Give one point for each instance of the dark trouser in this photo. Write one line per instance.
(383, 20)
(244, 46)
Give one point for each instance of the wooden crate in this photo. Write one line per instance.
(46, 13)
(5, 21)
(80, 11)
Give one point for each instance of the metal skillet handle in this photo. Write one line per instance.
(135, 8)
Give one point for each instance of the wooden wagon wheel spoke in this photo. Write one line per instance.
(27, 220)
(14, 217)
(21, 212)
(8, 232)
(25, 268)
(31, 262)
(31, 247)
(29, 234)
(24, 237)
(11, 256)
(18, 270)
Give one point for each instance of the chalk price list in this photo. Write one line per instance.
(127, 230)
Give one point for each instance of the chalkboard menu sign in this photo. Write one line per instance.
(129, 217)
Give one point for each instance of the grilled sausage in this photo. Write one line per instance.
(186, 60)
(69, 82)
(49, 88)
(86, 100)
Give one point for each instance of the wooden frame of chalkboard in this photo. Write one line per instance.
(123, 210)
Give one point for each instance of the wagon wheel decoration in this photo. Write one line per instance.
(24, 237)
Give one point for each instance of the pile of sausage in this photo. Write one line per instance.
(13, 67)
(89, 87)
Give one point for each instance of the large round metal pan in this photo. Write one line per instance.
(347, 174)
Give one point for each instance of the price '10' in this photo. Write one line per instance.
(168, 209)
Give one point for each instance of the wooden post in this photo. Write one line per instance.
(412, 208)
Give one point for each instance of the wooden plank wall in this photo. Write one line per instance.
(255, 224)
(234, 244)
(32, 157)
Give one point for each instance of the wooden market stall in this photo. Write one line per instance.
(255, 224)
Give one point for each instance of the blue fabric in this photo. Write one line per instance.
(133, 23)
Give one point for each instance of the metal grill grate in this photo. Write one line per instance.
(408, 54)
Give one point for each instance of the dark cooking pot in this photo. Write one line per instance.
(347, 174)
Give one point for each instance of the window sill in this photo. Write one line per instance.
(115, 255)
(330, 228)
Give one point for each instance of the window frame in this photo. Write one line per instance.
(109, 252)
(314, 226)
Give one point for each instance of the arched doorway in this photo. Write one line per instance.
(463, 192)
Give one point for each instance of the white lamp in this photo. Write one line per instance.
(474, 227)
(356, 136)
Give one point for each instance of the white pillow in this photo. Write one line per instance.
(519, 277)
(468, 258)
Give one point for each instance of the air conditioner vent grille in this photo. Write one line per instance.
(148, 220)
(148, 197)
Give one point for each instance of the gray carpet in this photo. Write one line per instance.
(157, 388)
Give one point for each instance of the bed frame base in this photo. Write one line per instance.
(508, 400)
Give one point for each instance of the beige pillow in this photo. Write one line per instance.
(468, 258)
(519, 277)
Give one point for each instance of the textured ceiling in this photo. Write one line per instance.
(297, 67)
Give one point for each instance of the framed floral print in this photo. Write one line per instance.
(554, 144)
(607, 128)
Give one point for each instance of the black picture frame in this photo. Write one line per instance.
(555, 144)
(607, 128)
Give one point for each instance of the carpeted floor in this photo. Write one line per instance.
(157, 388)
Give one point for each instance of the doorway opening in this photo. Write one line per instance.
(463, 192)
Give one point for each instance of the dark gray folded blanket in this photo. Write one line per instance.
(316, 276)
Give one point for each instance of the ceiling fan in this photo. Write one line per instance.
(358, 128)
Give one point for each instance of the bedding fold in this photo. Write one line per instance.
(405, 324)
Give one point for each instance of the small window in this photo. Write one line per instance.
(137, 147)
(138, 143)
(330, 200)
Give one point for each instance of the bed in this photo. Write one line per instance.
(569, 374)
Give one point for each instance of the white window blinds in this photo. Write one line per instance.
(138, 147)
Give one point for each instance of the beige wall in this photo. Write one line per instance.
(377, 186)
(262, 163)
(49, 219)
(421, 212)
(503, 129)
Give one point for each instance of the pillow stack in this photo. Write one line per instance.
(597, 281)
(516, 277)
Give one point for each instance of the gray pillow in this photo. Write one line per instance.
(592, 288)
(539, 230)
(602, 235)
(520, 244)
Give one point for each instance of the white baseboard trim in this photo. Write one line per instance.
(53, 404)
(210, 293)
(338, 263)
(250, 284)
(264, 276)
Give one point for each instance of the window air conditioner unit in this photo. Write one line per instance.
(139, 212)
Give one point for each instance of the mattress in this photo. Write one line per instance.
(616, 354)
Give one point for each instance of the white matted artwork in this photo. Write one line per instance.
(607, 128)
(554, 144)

========================

Copy the items exactly, beginning with the line that contains "Give one point for each instance of the gray pillow" and continuing through the last line of the items.

Give one point for each instance of the gray pillow in this photo. Write one line per instance.
(592, 288)
(539, 230)
(602, 235)
(520, 244)
Give one point for each instance of the white baseboard trim in this photo. Write one line per instance.
(53, 404)
(210, 293)
(338, 263)
(250, 284)
(264, 276)
Give one point for each instance of the window air conditioner unit in this photo. Write one line per instance.
(139, 212)
Give one point for each instance of the mattress in this photo. Write one line per instance.
(616, 354)
Give one point for each instance of the white matted artwork in this photo. Write one line per instance.
(607, 128)
(554, 144)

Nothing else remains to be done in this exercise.